(Rows from a pointing dataset)
════

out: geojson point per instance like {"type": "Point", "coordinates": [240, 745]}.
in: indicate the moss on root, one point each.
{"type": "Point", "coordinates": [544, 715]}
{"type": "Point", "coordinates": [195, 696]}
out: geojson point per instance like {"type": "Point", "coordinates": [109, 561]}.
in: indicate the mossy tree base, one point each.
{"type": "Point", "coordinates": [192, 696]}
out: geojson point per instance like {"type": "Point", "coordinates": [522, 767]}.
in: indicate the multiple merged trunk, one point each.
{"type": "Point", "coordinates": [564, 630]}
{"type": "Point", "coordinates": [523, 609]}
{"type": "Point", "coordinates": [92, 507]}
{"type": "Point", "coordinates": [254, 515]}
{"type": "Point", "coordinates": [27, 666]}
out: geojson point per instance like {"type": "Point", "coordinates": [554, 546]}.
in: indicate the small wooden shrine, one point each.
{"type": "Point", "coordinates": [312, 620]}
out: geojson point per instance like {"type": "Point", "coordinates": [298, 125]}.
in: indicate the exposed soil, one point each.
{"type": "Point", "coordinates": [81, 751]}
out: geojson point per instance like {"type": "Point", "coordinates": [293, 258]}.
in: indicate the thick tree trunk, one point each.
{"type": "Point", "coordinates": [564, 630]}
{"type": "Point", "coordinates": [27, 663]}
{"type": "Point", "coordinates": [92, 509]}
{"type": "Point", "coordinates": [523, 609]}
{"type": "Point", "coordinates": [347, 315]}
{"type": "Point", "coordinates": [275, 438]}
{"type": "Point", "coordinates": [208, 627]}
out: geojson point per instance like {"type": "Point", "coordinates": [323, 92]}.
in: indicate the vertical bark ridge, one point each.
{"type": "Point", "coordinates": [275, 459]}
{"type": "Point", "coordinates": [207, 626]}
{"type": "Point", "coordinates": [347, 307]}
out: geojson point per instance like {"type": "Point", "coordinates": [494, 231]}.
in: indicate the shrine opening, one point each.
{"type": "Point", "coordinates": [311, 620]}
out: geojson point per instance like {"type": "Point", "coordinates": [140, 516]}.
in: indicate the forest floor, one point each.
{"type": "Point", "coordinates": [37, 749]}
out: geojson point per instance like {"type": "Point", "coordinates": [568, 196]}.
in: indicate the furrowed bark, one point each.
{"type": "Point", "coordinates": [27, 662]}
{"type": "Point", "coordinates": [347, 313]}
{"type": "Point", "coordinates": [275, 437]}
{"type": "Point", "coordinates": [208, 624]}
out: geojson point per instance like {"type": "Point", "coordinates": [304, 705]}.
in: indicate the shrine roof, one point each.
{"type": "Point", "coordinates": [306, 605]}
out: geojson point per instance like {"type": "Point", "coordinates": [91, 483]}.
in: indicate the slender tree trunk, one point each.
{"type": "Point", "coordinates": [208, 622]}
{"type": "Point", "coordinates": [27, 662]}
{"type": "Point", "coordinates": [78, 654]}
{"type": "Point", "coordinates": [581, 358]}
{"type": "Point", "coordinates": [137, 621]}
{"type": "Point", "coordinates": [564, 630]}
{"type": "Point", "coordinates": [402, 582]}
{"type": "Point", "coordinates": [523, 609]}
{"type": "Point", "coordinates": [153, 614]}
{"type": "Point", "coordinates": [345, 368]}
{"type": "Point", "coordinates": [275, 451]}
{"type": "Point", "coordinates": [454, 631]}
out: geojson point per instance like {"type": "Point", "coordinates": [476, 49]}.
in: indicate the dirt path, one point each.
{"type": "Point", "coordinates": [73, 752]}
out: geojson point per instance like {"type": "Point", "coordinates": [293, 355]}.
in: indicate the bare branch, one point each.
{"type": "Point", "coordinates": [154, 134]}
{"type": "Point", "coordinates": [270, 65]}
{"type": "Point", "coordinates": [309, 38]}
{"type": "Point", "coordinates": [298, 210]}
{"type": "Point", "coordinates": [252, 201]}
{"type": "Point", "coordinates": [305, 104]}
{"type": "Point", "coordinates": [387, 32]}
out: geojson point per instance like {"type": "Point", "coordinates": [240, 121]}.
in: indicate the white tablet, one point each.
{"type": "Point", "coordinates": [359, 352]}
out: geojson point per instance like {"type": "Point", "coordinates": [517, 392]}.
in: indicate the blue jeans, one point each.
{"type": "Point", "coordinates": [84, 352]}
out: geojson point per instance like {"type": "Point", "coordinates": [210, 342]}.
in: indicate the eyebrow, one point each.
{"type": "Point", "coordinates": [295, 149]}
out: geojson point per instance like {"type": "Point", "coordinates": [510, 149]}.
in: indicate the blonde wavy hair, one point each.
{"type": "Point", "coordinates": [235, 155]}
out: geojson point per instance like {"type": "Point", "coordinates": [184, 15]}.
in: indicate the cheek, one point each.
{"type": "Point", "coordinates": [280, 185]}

════

### Your task
Output the listing above exactly as it appears.

### Exercise answer
out: geojson point per instance like {"type": "Point", "coordinates": [240, 745]}.
in: indicate the moss on root, one point each.
{"type": "Point", "coordinates": [544, 715]}
{"type": "Point", "coordinates": [195, 696]}
out: geojson point per instance like {"type": "Point", "coordinates": [109, 561]}.
in: indicate the mossy tree base, one point each.
{"type": "Point", "coordinates": [192, 696]}
out: geojson point per instance like {"type": "Point", "coordinates": [522, 767]}.
in: indicate the multiple merged trunk, one point each.
{"type": "Point", "coordinates": [564, 630]}
{"type": "Point", "coordinates": [523, 609]}
{"type": "Point", "coordinates": [92, 507]}
{"type": "Point", "coordinates": [254, 515]}
{"type": "Point", "coordinates": [27, 666]}
out: geojson point per instance like {"type": "Point", "coordinates": [554, 546]}.
in: indicate the small wooden shrine, one point each.
{"type": "Point", "coordinates": [312, 620]}
out: geojson point per instance like {"type": "Point", "coordinates": [298, 125]}.
in: indicate the exposed soil, one point each.
{"type": "Point", "coordinates": [81, 751]}
out: geojson point per instance like {"type": "Point", "coordinates": [293, 258]}.
in: indicate the thick tree trunk, one point each.
{"type": "Point", "coordinates": [564, 630]}
{"type": "Point", "coordinates": [27, 663]}
{"type": "Point", "coordinates": [92, 509]}
{"type": "Point", "coordinates": [523, 609]}
{"type": "Point", "coordinates": [347, 315]}
{"type": "Point", "coordinates": [275, 438]}
{"type": "Point", "coordinates": [208, 627]}
out: geojson point per instance like {"type": "Point", "coordinates": [323, 92]}.
in: indicate the vertical bark ridge, one point each.
{"type": "Point", "coordinates": [275, 459]}
{"type": "Point", "coordinates": [207, 626]}
{"type": "Point", "coordinates": [347, 307]}
out: geojson point per instance like {"type": "Point", "coordinates": [494, 231]}.
in: indicate the shrine opening, one point each.
{"type": "Point", "coordinates": [311, 620]}
out: geojson point per instance like {"type": "Point", "coordinates": [140, 516]}.
in: indicate the forest floor, one point each.
{"type": "Point", "coordinates": [37, 749]}
out: geojson point per instance like {"type": "Point", "coordinates": [568, 196]}.
in: indicate the furrowed bark, one point each.
{"type": "Point", "coordinates": [27, 662]}
{"type": "Point", "coordinates": [347, 313]}
{"type": "Point", "coordinates": [275, 437]}
{"type": "Point", "coordinates": [208, 624]}
out: geojson point per instance like {"type": "Point", "coordinates": [304, 705]}.
in: indicate the shrine roof, one point each.
{"type": "Point", "coordinates": [306, 605]}
out: geojson point per instance like {"type": "Point", "coordinates": [91, 483]}.
in: indicate the slender tree trunk, one point each.
{"type": "Point", "coordinates": [208, 622]}
{"type": "Point", "coordinates": [27, 662]}
{"type": "Point", "coordinates": [78, 654]}
{"type": "Point", "coordinates": [581, 358]}
{"type": "Point", "coordinates": [137, 621]}
{"type": "Point", "coordinates": [564, 630]}
{"type": "Point", "coordinates": [402, 582]}
{"type": "Point", "coordinates": [523, 609]}
{"type": "Point", "coordinates": [153, 614]}
{"type": "Point", "coordinates": [345, 368]}
{"type": "Point", "coordinates": [275, 451]}
{"type": "Point", "coordinates": [454, 631]}
out: geojson point per instance like {"type": "Point", "coordinates": [476, 49]}.
in: indicate the dirt path, one point each.
{"type": "Point", "coordinates": [73, 752]}
out: geojson point per instance like {"type": "Point", "coordinates": [293, 355]}.
in: indicate the bare branch, one point each.
{"type": "Point", "coordinates": [154, 134]}
{"type": "Point", "coordinates": [270, 65]}
{"type": "Point", "coordinates": [309, 38]}
{"type": "Point", "coordinates": [298, 210]}
{"type": "Point", "coordinates": [252, 201]}
{"type": "Point", "coordinates": [305, 104]}
{"type": "Point", "coordinates": [387, 32]}
out: geojson point per instance like {"type": "Point", "coordinates": [240, 121]}.
in: indicate the white tablet, one point each.
{"type": "Point", "coordinates": [359, 352]}
out: geojson point per instance like {"type": "Point", "coordinates": [517, 392]}.
in: indicate the blue jeans, one point each.
{"type": "Point", "coordinates": [84, 352]}
out: geojson point per instance like {"type": "Point", "coordinates": [210, 342]}.
in: indicate the eyebrow, one point each.
{"type": "Point", "coordinates": [295, 149]}
out: geojson point per instance like {"type": "Point", "coordinates": [510, 149]}.
in: indicate the blonde wavy hair, one point each.
{"type": "Point", "coordinates": [235, 155]}
out: geojson point per instance like {"type": "Point", "coordinates": [184, 15]}.
in: indicate the cheek, one point each.
{"type": "Point", "coordinates": [280, 185]}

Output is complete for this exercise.